++++ Text provided

Dementia Care

Dementia care begins with custodial care: routine personal care that does not require the attention of trained medical staff. Intermediate care is the step beyond that, when medical care is necessary, but not constant; and at the level of skilled care, your loved one with dementia is in need of constant medical care in order to maintain what quality of life they can.

Where does Medi-Cal factor into that? For many, Medi-Cal offers the financial provision that makes it possible for elderly dementia patients to receive the quality of care they need. There are a variety of care options available for dementia patients depending on the level of care they currently require.

In-Home Care
For many dementia patients, in-home care is the preferred style of care for as long as possible.

In-home care allows for dementia patients to receive daily visits to help with personal care and other tasks, including food preparation, without needing to leave the comfort of their own homes.

In-Home Healthcare Services is in some cases covered by Medi-Cal to a limited degree only. The only qualification is that the patient would otherwise be in need of moving to a nursing home or other care facility if the in-home care had not provided. The fees paid for this service can be paid to a 3rd party to offer the care of to a family member.

++++++++
++++ Data supplied

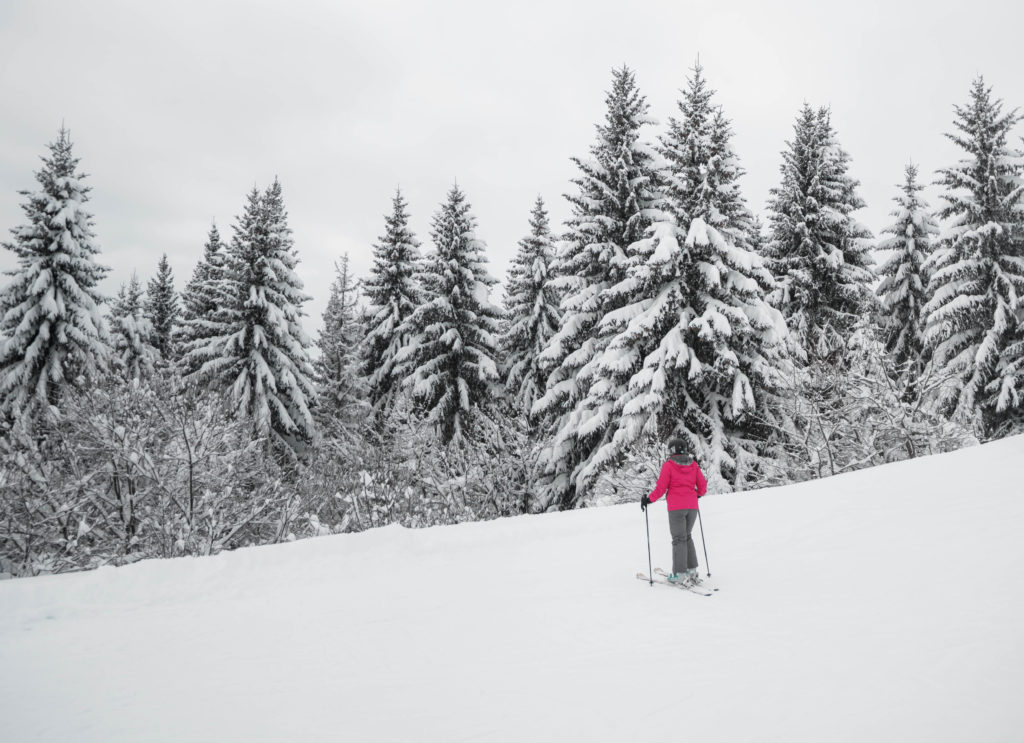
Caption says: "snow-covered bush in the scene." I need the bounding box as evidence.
[0,377,299,574]
[760,322,977,485]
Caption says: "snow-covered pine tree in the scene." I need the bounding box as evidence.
[174,223,227,374]
[111,273,160,380]
[361,190,420,411]
[532,65,659,508]
[396,185,502,445]
[185,179,316,454]
[313,253,368,440]
[0,127,110,416]
[876,164,939,381]
[925,77,1024,438]
[575,65,786,493]
[501,196,559,425]
[767,103,873,358]
[145,253,181,362]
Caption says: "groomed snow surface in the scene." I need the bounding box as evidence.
[0,437,1024,743]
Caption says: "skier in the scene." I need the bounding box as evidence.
[640,436,708,585]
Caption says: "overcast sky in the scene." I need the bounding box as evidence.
[0,0,1024,332]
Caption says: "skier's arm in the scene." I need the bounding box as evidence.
[647,462,672,502]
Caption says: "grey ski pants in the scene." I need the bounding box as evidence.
[669,509,697,573]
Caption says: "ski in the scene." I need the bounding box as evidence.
[637,571,714,596]
[654,568,718,592]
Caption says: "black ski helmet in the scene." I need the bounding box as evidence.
[668,436,686,454]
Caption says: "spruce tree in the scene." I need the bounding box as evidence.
[532,67,659,508]
[185,179,316,454]
[174,224,226,374]
[111,273,160,380]
[767,103,872,357]
[145,253,181,361]
[361,190,420,411]
[876,165,939,374]
[397,185,501,445]
[575,65,786,492]
[501,196,559,425]
[0,128,110,416]
[925,77,1024,437]
[313,253,367,439]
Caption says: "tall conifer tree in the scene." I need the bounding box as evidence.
[397,185,501,445]
[0,128,110,414]
[361,190,420,411]
[185,179,316,454]
[577,67,786,492]
[145,253,181,361]
[767,103,872,357]
[501,196,559,425]
[532,67,659,508]
[313,253,368,439]
[111,273,160,380]
[926,77,1024,437]
[174,223,227,374]
[876,165,939,379]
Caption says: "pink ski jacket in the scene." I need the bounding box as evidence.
[647,460,708,511]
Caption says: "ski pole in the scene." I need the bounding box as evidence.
[697,509,711,578]
[643,509,654,585]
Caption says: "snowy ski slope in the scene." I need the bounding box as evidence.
[0,437,1024,743]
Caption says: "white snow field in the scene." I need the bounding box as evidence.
[0,437,1024,743]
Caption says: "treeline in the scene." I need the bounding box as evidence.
[0,62,1024,575]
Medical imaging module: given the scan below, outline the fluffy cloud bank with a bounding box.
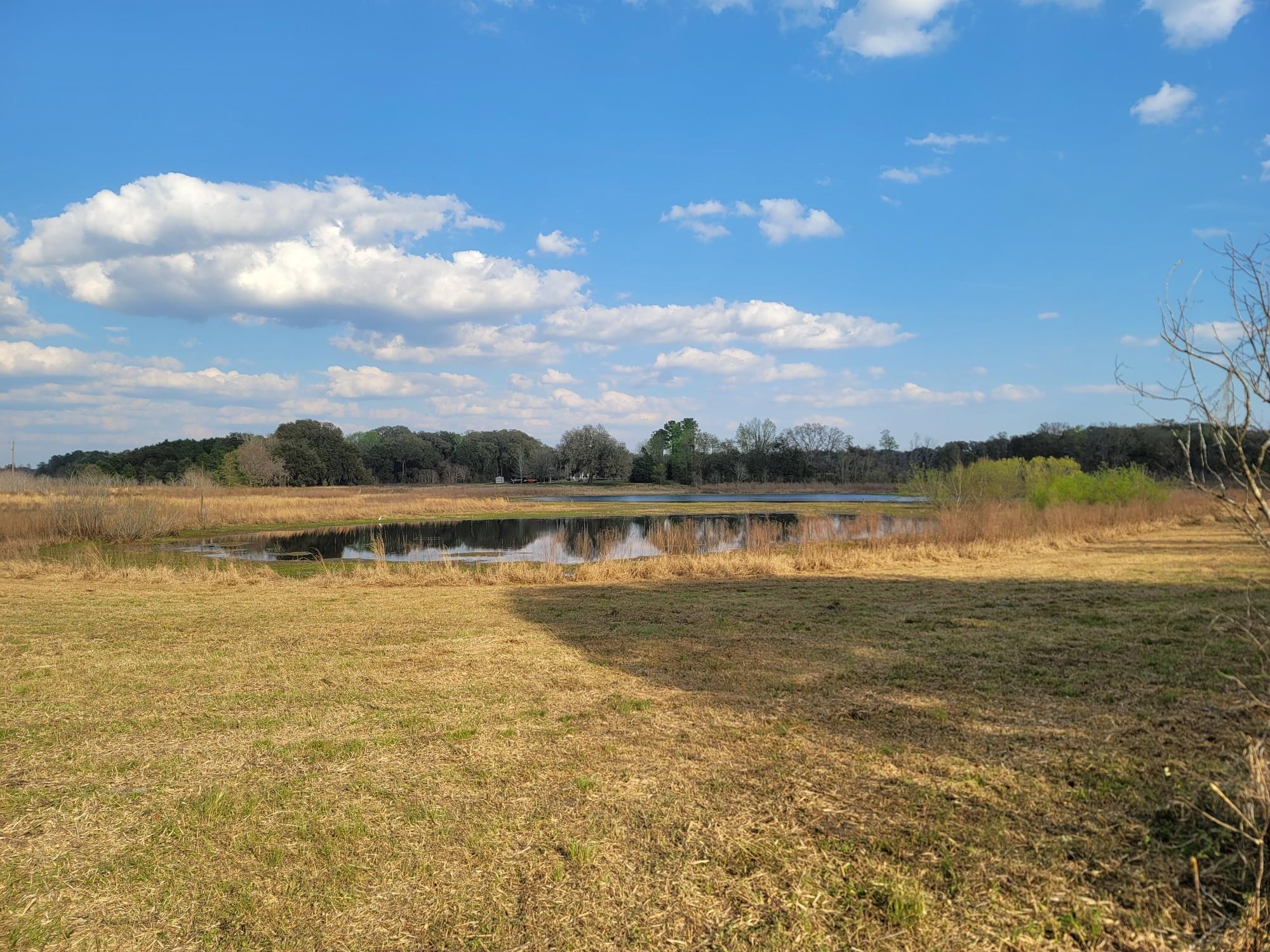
[542,298,913,350]
[13,174,585,325]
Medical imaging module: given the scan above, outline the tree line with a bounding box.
[30,418,1219,486]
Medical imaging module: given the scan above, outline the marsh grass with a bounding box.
[0,473,509,543]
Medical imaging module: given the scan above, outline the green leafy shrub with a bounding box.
[903,456,1165,509]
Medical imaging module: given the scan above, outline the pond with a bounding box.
[180,513,925,564]
[525,493,925,503]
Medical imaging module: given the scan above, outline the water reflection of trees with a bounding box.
[198,513,935,562]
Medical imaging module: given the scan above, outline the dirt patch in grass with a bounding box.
[0,524,1265,949]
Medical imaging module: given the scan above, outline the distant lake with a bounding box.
[180,513,926,564]
[525,493,925,503]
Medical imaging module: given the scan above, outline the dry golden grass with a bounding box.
[0,510,1267,949]
[0,493,1215,585]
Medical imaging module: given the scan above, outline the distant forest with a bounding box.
[30,419,1214,486]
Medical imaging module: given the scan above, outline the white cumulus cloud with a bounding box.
[1142,0,1252,50]
[1129,81,1195,126]
[653,347,824,383]
[542,298,913,350]
[829,0,956,58]
[758,198,842,245]
[992,383,1045,402]
[530,228,587,258]
[904,132,992,152]
[13,174,585,324]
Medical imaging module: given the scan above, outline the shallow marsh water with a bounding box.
[180,513,925,564]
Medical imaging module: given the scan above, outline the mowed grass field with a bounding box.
[0,522,1267,949]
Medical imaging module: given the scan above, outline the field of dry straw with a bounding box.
[0,480,1267,949]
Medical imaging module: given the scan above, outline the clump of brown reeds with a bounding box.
[0,473,511,542]
[0,491,1214,585]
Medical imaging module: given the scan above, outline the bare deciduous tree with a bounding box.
[1116,240,1270,551]
[1116,239,1270,952]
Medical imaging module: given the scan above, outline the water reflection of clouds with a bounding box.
[185,513,923,565]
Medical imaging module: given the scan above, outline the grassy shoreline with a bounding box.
[0,522,1270,952]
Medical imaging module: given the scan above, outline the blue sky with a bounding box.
[0,0,1270,462]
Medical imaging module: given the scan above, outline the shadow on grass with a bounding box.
[509,578,1252,934]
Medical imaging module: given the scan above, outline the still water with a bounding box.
[182,513,923,564]
[525,493,925,503]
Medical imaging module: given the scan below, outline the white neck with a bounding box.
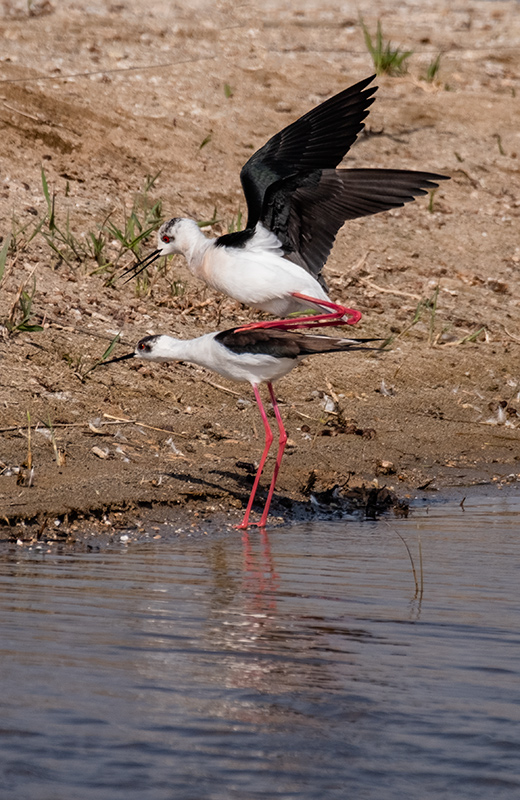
[176,219,212,268]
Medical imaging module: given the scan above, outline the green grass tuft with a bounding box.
[359,18,413,75]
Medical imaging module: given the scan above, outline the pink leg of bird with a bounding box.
[252,383,287,528]
[235,384,273,530]
[237,292,362,331]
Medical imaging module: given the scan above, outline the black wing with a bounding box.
[240,75,377,228]
[215,328,380,358]
[270,169,448,279]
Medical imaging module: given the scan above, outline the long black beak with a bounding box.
[98,352,135,367]
[121,250,161,283]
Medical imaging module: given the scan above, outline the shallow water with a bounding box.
[0,496,520,800]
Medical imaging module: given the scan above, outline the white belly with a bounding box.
[195,247,329,317]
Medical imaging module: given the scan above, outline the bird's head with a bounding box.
[157,217,202,256]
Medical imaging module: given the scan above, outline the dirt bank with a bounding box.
[0,0,520,536]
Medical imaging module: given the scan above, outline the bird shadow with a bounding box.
[160,462,408,522]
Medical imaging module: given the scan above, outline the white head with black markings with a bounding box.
[157,217,205,256]
[133,336,175,361]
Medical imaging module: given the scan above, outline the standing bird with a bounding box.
[103,328,375,529]
[124,75,446,330]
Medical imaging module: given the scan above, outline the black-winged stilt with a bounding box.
[103,328,375,529]
[125,75,446,330]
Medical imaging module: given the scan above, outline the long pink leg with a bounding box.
[238,292,362,331]
[253,383,287,528]
[235,384,273,530]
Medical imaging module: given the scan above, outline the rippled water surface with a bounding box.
[0,497,520,800]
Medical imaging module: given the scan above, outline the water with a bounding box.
[0,496,520,800]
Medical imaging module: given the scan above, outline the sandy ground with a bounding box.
[0,0,520,538]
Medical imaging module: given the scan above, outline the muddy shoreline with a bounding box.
[0,0,520,540]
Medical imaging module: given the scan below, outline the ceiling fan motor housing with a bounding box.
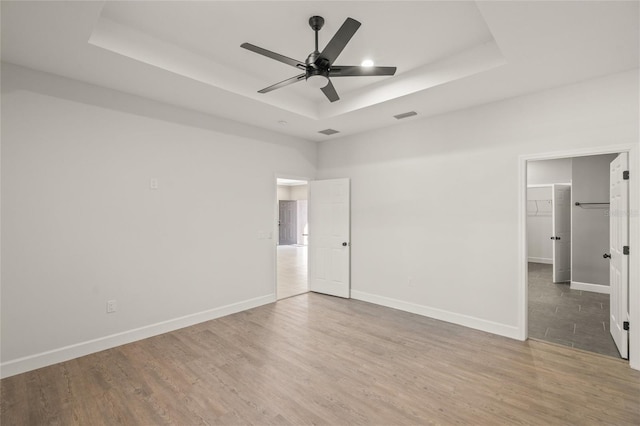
[240,15,396,102]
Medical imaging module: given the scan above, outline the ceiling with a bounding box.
[1,1,640,141]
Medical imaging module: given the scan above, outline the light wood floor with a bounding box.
[1,293,640,425]
[278,246,309,299]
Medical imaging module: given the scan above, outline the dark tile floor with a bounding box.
[529,263,620,358]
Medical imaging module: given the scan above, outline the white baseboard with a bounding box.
[351,290,521,340]
[569,281,611,294]
[527,256,553,265]
[0,294,276,378]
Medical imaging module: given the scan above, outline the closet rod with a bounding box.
[576,201,611,206]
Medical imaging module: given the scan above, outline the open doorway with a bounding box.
[276,178,309,300]
[526,154,628,358]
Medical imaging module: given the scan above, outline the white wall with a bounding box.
[319,70,639,337]
[289,185,309,200]
[1,65,316,376]
[277,185,291,201]
[527,158,572,185]
[527,186,553,264]
[571,155,616,286]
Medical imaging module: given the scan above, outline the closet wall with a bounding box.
[527,158,572,264]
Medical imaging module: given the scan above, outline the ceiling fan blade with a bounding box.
[319,18,361,63]
[240,43,307,70]
[258,74,305,93]
[320,80,340,102]
[329,65,396,77]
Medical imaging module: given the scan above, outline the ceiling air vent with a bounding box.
[394,111,418,120]
[318,129,340,136]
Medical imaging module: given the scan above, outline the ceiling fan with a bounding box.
[240,16,396,102]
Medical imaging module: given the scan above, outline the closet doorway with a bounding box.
[526,154,626,358]
[276,178,309,300]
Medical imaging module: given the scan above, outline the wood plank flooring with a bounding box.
[0,293,640,425]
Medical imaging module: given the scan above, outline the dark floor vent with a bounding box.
[318,129,340,136]
[394,111,418,120]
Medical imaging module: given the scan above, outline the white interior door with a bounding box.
[551,184,571,283]
[605,153,629,358]
[308,179,351,298]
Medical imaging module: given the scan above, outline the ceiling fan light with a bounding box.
[307,74,329,89]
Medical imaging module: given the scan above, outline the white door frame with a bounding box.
[271,173,313,301]
[518,143,640,370]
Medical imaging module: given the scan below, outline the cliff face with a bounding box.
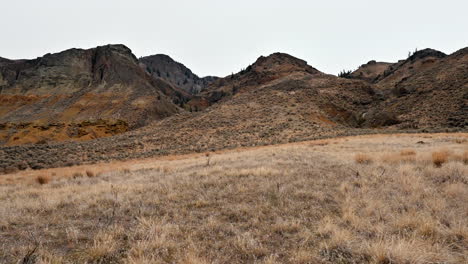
[0,45,183,144]
[140,54,218,94]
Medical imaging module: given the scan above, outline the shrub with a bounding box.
[338,70,353,79]
[354,153,372,164]
[432,151,448,168]
[72,172,83,179]
[36,175,50,185]
[400,149,416,156]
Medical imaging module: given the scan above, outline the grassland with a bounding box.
[0,133,468,264]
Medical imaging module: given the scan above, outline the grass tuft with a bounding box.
[432,151,449,168]
[36,175,50,185]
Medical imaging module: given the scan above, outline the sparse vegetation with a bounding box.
[338,70,353,79]
[432,151,449,167]
[0,135,468,264]
[36,175,50,185]
[354,153,372,164]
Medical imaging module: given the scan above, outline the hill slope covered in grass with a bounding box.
[0,133,468,264]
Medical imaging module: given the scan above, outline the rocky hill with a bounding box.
[187,53,319,111]
[0,45,189,144]
[0,48,468,171]
[366,48,468,129]
[139,54,218,94]
[350,60,393,83]
[0,54,379,171]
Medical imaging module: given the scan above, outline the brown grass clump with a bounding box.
[432,151,449,168]
[72,172,83,179]
[354,153,372,164]
[0,136,468,264]
[400,149,416,156]
[36,175,50,185]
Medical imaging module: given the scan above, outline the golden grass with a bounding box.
[0,135,468,264]
[432,150,449,168]
[354,153,372,164]
[86,170,96,178]
[36,175,50,185]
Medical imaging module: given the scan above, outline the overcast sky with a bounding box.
[0,0,468,76]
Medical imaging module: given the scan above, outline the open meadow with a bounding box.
[0,133,468,264]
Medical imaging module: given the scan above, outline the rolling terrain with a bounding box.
[139,54,218,94]
[0,133,468,264]
[0,48,468,173]
[0,45,189,145]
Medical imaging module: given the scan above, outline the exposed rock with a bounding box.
[0,45,189,143]
[140,54,218,94]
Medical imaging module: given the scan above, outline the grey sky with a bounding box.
[0,0,468,76]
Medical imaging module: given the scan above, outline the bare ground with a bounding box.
[0,133,468,263]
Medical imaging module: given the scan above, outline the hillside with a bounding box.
[366,48,468,129]
[350,60,394,83]
[139,54,218,94]
[0,54,379,172]
[0,45,189,145]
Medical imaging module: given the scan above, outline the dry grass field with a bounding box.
[0,133,468,264]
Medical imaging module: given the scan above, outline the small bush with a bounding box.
[354,153,372,164]
[432,151,449,168]
[36,175,50,185]
[400,149,416,156]
[72,172,83,179]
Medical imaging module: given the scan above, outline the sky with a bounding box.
[0,0,468,76]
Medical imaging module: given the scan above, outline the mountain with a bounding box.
[0,48,468,169]
[186,53,319,111]
[0,54,379,171]
[350,60,394,83]
[365,48,468,129]
[139,54,218,94]
[0,45,189,144]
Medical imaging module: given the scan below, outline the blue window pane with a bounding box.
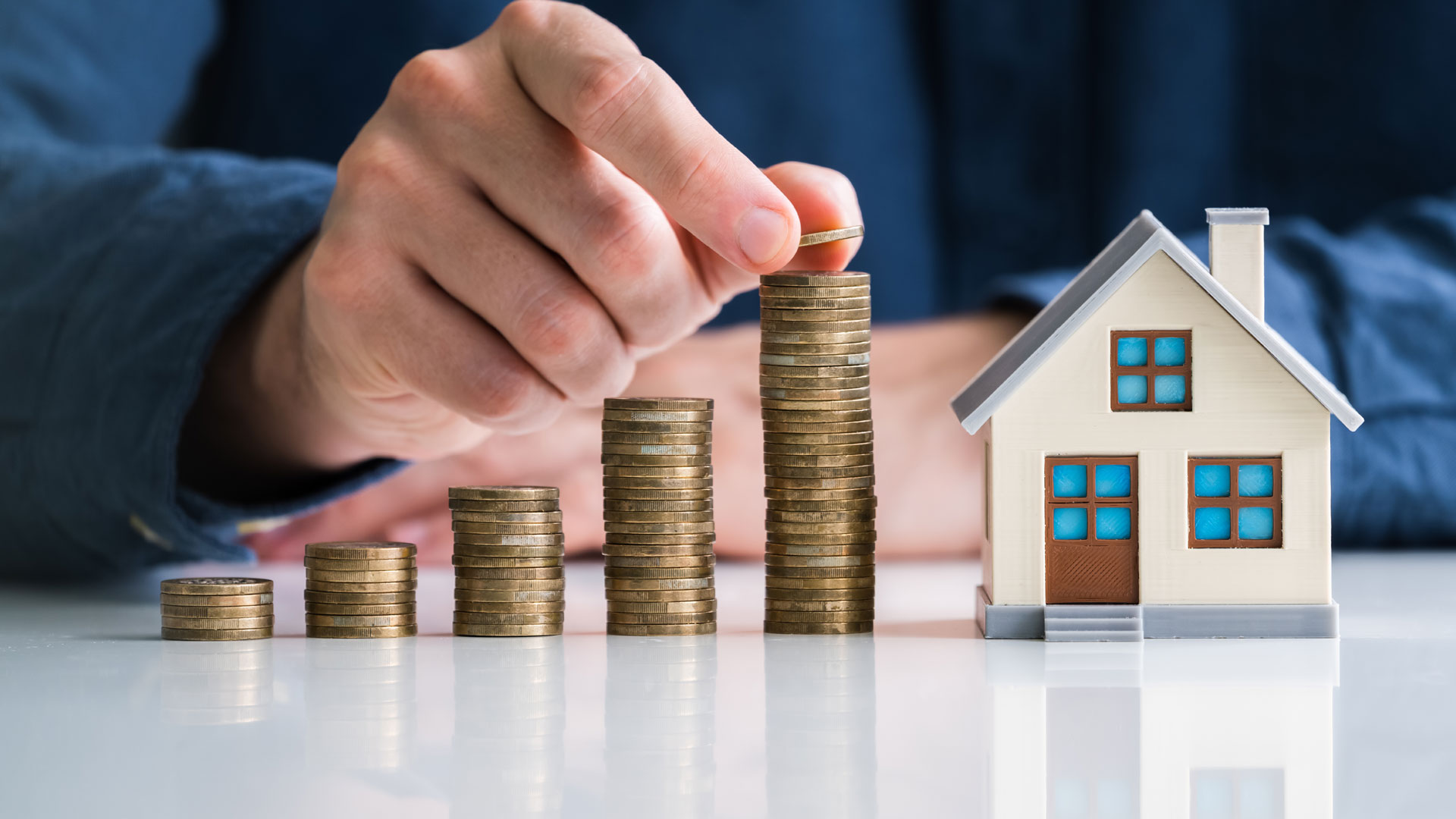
[1240,506,1274,541]
[1153,376,1188,403]
[1192,466,1228,497]
[1117,376,1147,403]
[1117,338,1147,367]
[1239,463,1274,497]
[1051,509,1087,541]
[1051,463,1087,497]
[1153,338,1188,367]
[1097,463,1133,497]
[1192,506,1228,541]
[1097,507,1133,541]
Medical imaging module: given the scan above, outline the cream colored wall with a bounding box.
[986,252,1329,605]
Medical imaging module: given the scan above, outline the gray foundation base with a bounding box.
[975,586,1339,640]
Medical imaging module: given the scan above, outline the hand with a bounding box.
[249,316,1024,563]
[182,2,859,494]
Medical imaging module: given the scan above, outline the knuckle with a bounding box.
[568,55,654,141]
[389,48,476,117]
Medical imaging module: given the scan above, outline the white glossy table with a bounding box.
[0,554,1456,819]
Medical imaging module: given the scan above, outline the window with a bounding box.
[1188,457,1284,548]
[1112,329,1192,411]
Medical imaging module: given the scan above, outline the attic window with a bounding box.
[1112,329,1192,413]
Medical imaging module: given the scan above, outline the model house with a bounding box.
[952,209,1361,640]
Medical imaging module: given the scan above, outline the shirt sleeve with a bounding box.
[993,193,1456,547]
[0,0,394,576]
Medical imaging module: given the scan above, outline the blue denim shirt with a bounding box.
[0,0,1456,574]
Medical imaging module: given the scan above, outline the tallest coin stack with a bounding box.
[758,272,875,634]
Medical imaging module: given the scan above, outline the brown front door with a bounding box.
[1046,456,1138,604]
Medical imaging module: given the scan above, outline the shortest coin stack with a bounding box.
[450,487,566,637]
[303,542,418,637]
[162,577,272,640]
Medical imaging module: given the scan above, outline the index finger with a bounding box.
[494,2,799,278]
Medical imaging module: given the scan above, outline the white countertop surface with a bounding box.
[0,554,1456,819]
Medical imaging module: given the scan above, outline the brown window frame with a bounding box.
[1188,456,1284,549]
[1108,329,1192,413]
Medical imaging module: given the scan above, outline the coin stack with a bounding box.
[450,487,566,637]
[303,542,418,637]
[162,577,272,640]
[758,272,875,634]
[601,398,718,635]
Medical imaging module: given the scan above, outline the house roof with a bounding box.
[951,210,1364,433]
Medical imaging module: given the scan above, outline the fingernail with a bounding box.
[738,207,789,264]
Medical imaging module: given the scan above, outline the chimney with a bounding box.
[1204,207,1269,321]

++++++++

*Task to carry out*.
Answer these questions from the dementia care text:
1. How does the text define custodial care?
2. What does in-home care let dementia patients receive without leaving their homes?
3. What is the only qualification for Medi-Cal coverage of In-Home Healthcare Services?

*Response box*.
1. Routine personal care that does not require the attention of trained medical staff.
2. Daily visits to help with personal care and other tasks, including food preparation.
3. The patient would otherwise need to move to a nursing home or other care facility.